Collected data entries »
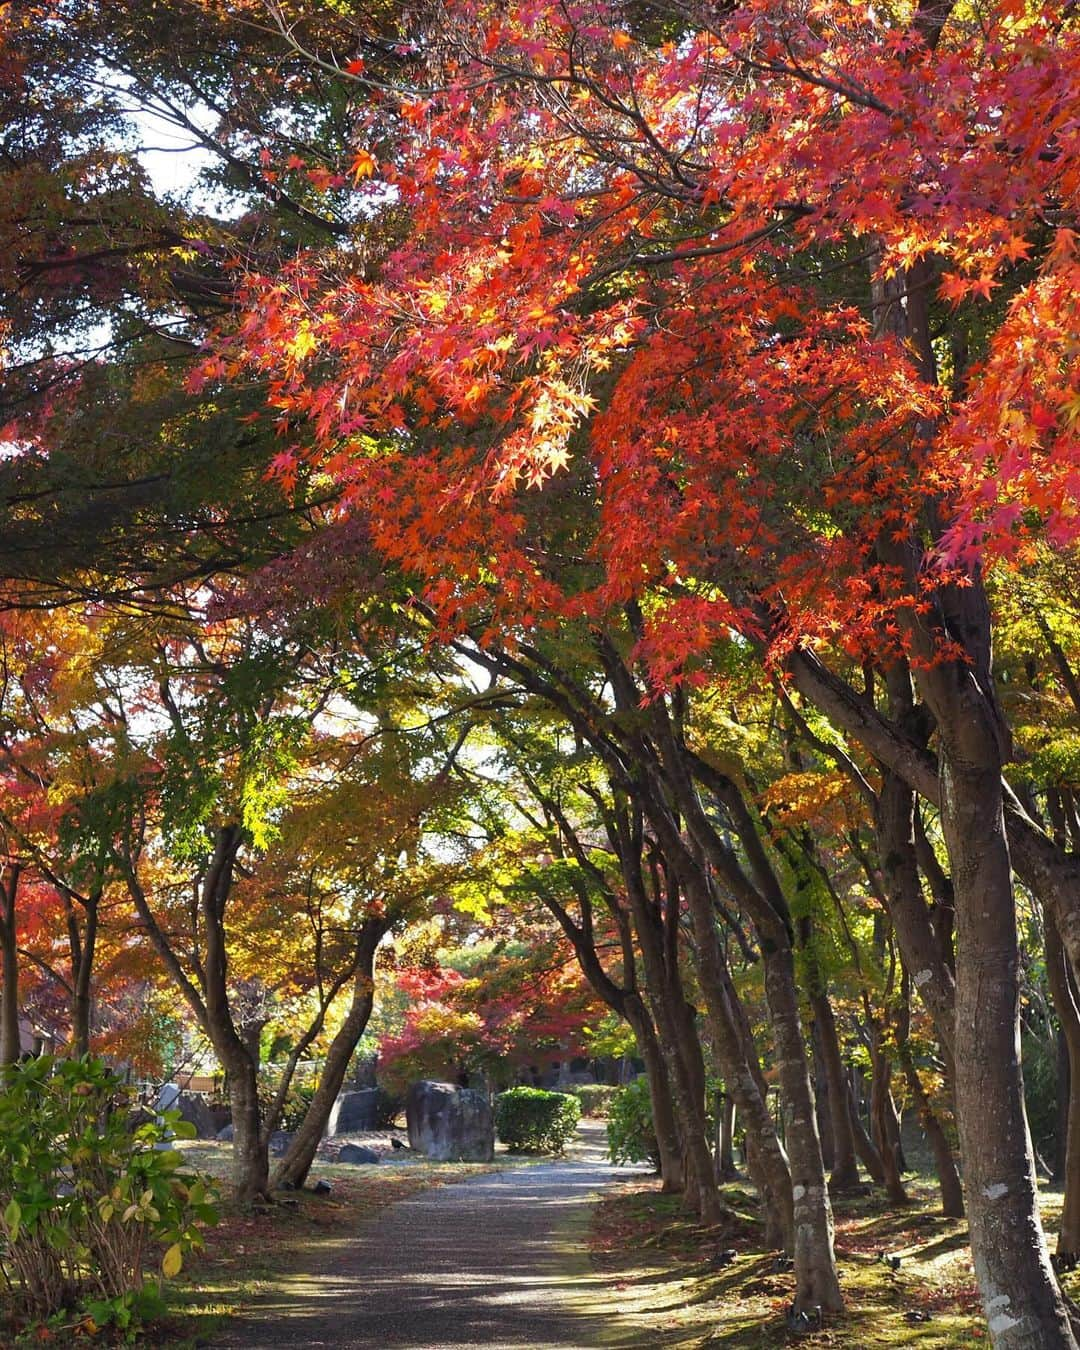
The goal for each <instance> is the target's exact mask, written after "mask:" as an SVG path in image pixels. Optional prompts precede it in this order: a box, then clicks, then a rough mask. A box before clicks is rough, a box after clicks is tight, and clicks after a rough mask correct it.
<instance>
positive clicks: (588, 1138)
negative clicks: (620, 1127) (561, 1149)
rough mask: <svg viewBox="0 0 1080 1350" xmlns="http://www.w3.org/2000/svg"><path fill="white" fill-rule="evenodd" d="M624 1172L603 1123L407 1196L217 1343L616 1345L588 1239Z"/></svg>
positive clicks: (304, 1273) (247, 1346) (279, 1288)
mask: <svg viewBox="0 0 1080 1350" xmlns="http://www.w3.org/2000/svg"><path fill="white" fill-rule="evenodd" d="M616 1174H617V1173H616V1170H614V1169H613V1168H612V1166H610V1165H609V1164H607V1162H605V1161H603V1150H602V1129H598V1127H597V1126H593V1125H591V1123H590V1125H589V1126H586V1127H585V1129H583V1130H582V1134H580V1135H579V1139H578V1142H576V1145H575V1147H574V1150H572V1152H571V1154H570V1157H567V1158H566V1160H563V1161H559V1162H549V1164H536V1165H532V1166H518V1168H512V1169H509V1170H506V1172H497V1173H490V1174H487V1176H479V1177H475V1179H472V1180H470V1181H463V1183H459V1184H456V1185H450V1187H443V1188H440V1189H437V1191H428V1192H425V1193H421V1195H417V1196H413V1197H412V1199H409V1200H402V1201H400V1203H398V1204H396V1206H393V1208H391V1210H387V1211H386V1212H385V1214H383V1215H382V1216H381V1218H379V1219H377V1220H375V1223H374V1224H371V1226H370V1227H366V1228H365V1230H363V1231H362V1233H360V1234H358V1237H355V1238H352V1239H348V1241H343V1242H335V1243H332V1245H331V1246H329V1249H328V1250H327V1251H325V1254H324V1255H323V1257H321V1261H320V1265H321V1268H320V1269H319V1270H304V1272H297V1273H296V1276H293V1277H290V1278H289V1277H286V1278H285V1280H284V1281H282V1282H281V1284H279V1285H278V1287H277V1288H275V1289H274V1291H271V1293H269V1295H267V1296H265V1297H263V1299H261V1300H259V1303H258V1304H257V1305H255V1308H252V1309H251V1314H250V1316H248V1318H244V1319H243V1320H238V1322H236V1323H235V1324H234V1328H232V1330H231V1331H229V1332H228V1334H227V1335H224V1336H223V1338H219V1339H216V1341H215V1345H216V1346H236V1347H240V1346H243V1347H248V1350H254V1347H267V1350H269V1347H279V1346H297V1347H301V1346H311V1347H320V1346H342V1347H348V1346H352V1347H360V1346H363V1347H369V1350H383V1347H385V1350H391V1347H393V1350H404V1347H409V1350H441V1347H444V1346H445V1347H450V1346H454V1347H462V1346H474V1347H481V1346H483V1347H491V1350H501V1347H510V1346H518V1347H520V1346H532V1347H537V1350H539V1347H548V1346H560V1347H567V1350H568V1347H574V1350H594V1347H598V1346H605V1345H610V1343H612V1336H610V1332H612V1330H613V1328H612V1322H610V1309H609V1311H607V1312H606V1314H603V1312H599V1311H593V1309H590V1285H591V1287H593V1292H594V1293H595V1295H601V1297H598V1299H595V1303H597V1304H602V1303H603V1301H605V1300H603V1297H602V1292H601V1287H599V1285H598V1281H597V1277H595V1276H594V1274H593V1272H591V1270H590V1266H589V1260H587V1254H586V1243H585V1238H586V1230H587V1222H589V1214H590V1211H591V1207H593V1200H594V1197H595V1192H597V1191H598V1189H599V1188H601V1187H603V1185H605V1183H606V1181H609V1180H610V1179H612V1177H613V1176H616ZM603 1292H606V1293H609V1296H610V1291H603ZM621 1343H622V1345H626V1342H625V1341H622V1342H621Z"/></svg>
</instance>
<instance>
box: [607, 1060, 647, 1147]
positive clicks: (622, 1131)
mask: <svg viewBox="0 0 1080 1350" xmlns="http://www.w3.org/2000/svg"><path fill="white" fill-rule="evenodd" d="M607 1156H609V1157H610V1160H612V1162H651V1164H652V1165H653V1166H655V1168H659V1166H660V1149H659V1146H657V1143H656V1134H655V1133H653V1129H652V1102H651V1099H649V1083H648V1079H647V1077H644V1076H643V1077H640V1079H634V1080H633V1083H628V1084H626V1087H625V1088H618V1091H617V1092H616V1095H614V1096H613V1098H612V1103H610V1106H609V1107H607Z"/></svg>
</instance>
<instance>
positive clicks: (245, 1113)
mask: <svg viewBox="0 0 1080 1350" xmlns="http://www.w3.org/2000/svg"><path fill="white" fill-rule="evenodd" d="M215 1052H216V1053H217V1058H219V1060H220V1061H221V1065H223V1068H224V1069H225V1073H227V1075H228V1103H229V1108H231V1111H232V1184H234V1188H235V1200H236V1203H238V1204H239V1206H250V1204H254V1203H255V1201H257V1200H265V1199H267V1197H269V1193H270V1154H269V1141H267V1138H266V1135H265V1134H263V1131H262V1111H261V1108H259V1083H258V1073H257V1069H255V1065H254V1064H252V1062H251V1058H250V1057H248V1056H247V1053H246V1052H243V1053H239V1054H238V1053H235V1052H234V1050H232V1049H231V1048H225V1046H224V1045H223V1046H217V1045H215Z"/></svg>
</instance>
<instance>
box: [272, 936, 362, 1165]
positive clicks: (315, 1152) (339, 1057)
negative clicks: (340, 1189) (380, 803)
mask: <svg viewBox="0 0 1080 1350" xmlns="http://www.w3.org/2000/svg"><path fill="white" fill-rule="evenodd" d="M387 927H389V923H387V922H386V921H383V919H366V921H365V923H363V925H362V929H360V933H359V937H358V941H356V948H358V960H356V973H355V976H354V979H352V999H351V1002H350V1006H348V1011H347V1012H346V1015H344V1019H343V1022H342V1025H340V1027H339V1029H338V1031H336V1034H335V1037H333V1039H332V1041H331V1044H329V1048H328V1050H327V1058H325V1062H324V1065H323V1072H321V1075H320V1076H319V1087H317V1088H316V1089H315V1096H313V1098H312V1102H311V1106H309V1107H308V1110H306V1111H305V1114H304V1119H302V1120H301V1123H300V1129H298V1130H297V1131H296V1134H294V1135H293V1141H292V1143H290V1145H289V1147H288V1149H286V1152H285V1157H284V1158H282V1160H281V1162H279V1164H278V1166H277V1168H275V1170H274V1180H273V1184H274V1187H290V1188H293V1189H300V1188H301V1187H302V1185H304V1183H305V1181H306V1180H308V1173H309V1172H311V1169H312V1164H313V1162H315V1154H316V1150H317V1149H319V1143H320V1141H321V1138H323V1135H324V1134H325V1133H327V1125H328V1122H329V1116H331V1111H332V1110H333V1103H335V1102H336V1100H338V1095H339V1093H340V1091H342V1084H343V1083H344V1080H346V1075H347V1073H348V1064H350V1060H351V1058H352V1053H354V1050H355V1049H356V1045H358V1044H359V1039H360V1037H362V1035H363V1031H365V1027H366V1026H367V1021H369V1018H370V1017H371V1006H373V1003H374V995H375V949H377V948H378V945H379V942H381V941H382V937H383V934H385V933H386V930H387ZM267 1143H269V1141H267Z"/></svg>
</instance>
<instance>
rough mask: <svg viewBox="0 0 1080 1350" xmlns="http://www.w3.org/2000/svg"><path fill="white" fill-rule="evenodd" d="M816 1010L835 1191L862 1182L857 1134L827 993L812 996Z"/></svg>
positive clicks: (833, 1180)
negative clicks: (829, 1132) (852, 1115)
mask: <svg viewBox="0 0 1080 1350" xmlns="http://www.w3.org/2000/svg"><path fill="white" fill-rule="evenodd" d="M810 1007H811V1010H813V1012H814V1030H815V1034H817V1038H818V1044H819V1046H821V1058H822V1062H823V1068H825V1080H826V1083H828V1087H829V1125H830V1135H832V1145H833V1170H832V1176H830V1177H829V1185H830V1188H832V1189H833V1191H842V1189H845V1188H849V1187H853V1185H857V1184H859V1164H857V1161H856V1157H855V1134H853V1133H852V1119H850V1115H849V1112H848V1099H846V1091H845V1085H846V1075H845V1072H844V1060H842V1058H841V1056H840V1037H838V1035H837V1030H836V1018H834V1017H833V1006H832V1003H830V1002H829V995H828V994H826V992H821V994H814V995H813V996H811V999H810Z"/></svg>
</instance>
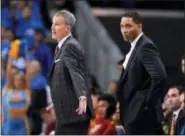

WHAT TO DO »
Pull out each line above that contains the word "rough". Only matches in the same letter case count.

ANSWER »
The goal for each <instance> is the target's exact mask, written after "mask:" as an SVG path in image pixels. Optional prompts precede it in this order: a box, then clicks, then a rough mask. A box before clicks is rough, a box after clicks is tight, and clicks after a rough mask correct it.
rough mask: <svg viewBox="0 0 1080 1350" xmlns="http://www.w3.org/2000/svg"><path fill="white" fill-rule="evenodd" d="M624 1172L603 1123L407 1196L217 1343L616 1345L588 1239Z"/></svg>
rough mask: <svg viewBox="0 0 1080 1350" xmlns="http://www.w3.org/2000/svg"><path fill="white" fill-rule="evenodd" d="M816 1010L835 1191L862 1182L857 1134L827 993L812 996Z"/></svg>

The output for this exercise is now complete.